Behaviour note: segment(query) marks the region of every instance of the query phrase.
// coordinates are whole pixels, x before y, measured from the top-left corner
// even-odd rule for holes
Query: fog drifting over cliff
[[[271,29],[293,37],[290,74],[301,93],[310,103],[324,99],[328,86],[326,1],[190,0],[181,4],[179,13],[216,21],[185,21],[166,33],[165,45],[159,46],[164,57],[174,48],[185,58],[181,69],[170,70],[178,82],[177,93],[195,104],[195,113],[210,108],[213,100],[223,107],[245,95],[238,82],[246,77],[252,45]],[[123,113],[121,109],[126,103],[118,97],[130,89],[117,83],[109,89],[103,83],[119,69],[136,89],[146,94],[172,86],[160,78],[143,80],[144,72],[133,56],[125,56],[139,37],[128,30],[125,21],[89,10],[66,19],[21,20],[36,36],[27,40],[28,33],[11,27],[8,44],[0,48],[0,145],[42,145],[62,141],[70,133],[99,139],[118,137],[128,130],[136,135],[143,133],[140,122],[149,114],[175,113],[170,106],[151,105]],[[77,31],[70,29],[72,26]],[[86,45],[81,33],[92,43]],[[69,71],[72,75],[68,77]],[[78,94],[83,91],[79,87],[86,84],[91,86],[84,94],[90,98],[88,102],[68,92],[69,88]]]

:: Required task ::
Please identify each line in the items above that contains the string "segment", and copy those lines. Treat uppercase and lowercase as different.

:: Answer in full ::
Behaviour note: segment(query) marks the region of every instance of the query phrase.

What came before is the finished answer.